## PAGE EXTRACT
╔══

Route 11 Potato Chips is an American brand and manufacturer of kettle-cooked potato chips based in Mount Jackson, Virginia, United States, located in the Shenandoah Valley. The company competes with other Mid-Atlantic potato chip companies such as Martin's Potato Chips and Utz Brands.

History
Route 11 Potato Chips was founded in 1992 by Sarah Cohen and originally based in Middletown, Virginia, named after U.S. Route 11, which runs north–south nearby. The company moved its production facility to Mount Jackson in 2008 where the chips are produced currently.

In 2013, Route 11 partnered with Ben & Jerry's to produce a promotional ice cream flavor Capitol Chill, garnished with the company's Sweet Potato chips.

╚══

## WORK INSTRUCTIONS
According to the passage on Route 11 Potato Chips, in what year did the company move its production facility to Mount Jackson?

## EXCERPTED RECORDS

╔══

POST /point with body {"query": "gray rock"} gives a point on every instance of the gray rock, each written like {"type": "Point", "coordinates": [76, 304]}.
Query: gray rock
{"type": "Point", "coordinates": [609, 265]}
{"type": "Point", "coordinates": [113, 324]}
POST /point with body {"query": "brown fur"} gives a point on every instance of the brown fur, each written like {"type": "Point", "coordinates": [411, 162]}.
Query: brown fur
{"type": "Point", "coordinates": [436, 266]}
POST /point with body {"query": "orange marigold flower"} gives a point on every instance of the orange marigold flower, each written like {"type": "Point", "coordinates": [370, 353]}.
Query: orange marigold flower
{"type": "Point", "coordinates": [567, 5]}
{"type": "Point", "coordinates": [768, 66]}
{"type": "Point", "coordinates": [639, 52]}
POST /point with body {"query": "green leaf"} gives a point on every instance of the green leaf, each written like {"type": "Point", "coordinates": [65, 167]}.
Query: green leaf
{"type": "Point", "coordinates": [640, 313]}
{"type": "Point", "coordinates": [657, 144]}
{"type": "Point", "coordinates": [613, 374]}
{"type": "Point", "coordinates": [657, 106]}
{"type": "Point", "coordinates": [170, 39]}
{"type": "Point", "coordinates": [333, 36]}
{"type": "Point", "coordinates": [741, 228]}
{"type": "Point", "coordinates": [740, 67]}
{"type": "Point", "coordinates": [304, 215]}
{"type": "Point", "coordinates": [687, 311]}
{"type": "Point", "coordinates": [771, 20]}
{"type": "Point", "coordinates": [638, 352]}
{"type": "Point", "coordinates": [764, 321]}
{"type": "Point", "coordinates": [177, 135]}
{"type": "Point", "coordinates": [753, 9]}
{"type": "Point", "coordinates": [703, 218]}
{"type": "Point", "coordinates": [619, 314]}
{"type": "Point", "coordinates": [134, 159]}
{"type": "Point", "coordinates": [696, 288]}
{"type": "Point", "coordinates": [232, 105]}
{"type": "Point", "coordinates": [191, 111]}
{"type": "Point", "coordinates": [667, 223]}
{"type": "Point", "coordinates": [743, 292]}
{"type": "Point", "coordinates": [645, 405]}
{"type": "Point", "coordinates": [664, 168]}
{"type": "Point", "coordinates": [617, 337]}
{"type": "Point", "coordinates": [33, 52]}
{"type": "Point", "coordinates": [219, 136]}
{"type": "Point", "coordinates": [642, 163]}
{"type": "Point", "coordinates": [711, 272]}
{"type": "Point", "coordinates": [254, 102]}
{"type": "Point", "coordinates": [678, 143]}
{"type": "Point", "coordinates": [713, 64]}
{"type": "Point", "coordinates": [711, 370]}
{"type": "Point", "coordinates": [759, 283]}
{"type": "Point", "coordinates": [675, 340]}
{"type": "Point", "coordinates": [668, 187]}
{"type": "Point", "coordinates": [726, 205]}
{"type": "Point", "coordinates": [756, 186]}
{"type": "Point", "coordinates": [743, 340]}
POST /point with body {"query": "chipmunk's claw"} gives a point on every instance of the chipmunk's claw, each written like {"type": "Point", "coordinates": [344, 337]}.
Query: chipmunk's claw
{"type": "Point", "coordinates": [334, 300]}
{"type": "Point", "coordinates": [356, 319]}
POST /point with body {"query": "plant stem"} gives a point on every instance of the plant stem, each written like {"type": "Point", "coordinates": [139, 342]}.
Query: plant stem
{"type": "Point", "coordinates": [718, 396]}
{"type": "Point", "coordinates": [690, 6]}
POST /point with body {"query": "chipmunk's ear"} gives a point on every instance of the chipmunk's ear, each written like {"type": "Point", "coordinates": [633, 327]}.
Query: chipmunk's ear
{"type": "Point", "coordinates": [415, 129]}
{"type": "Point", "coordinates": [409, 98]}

╚══

## SOLUTION TO THIS TASK
2008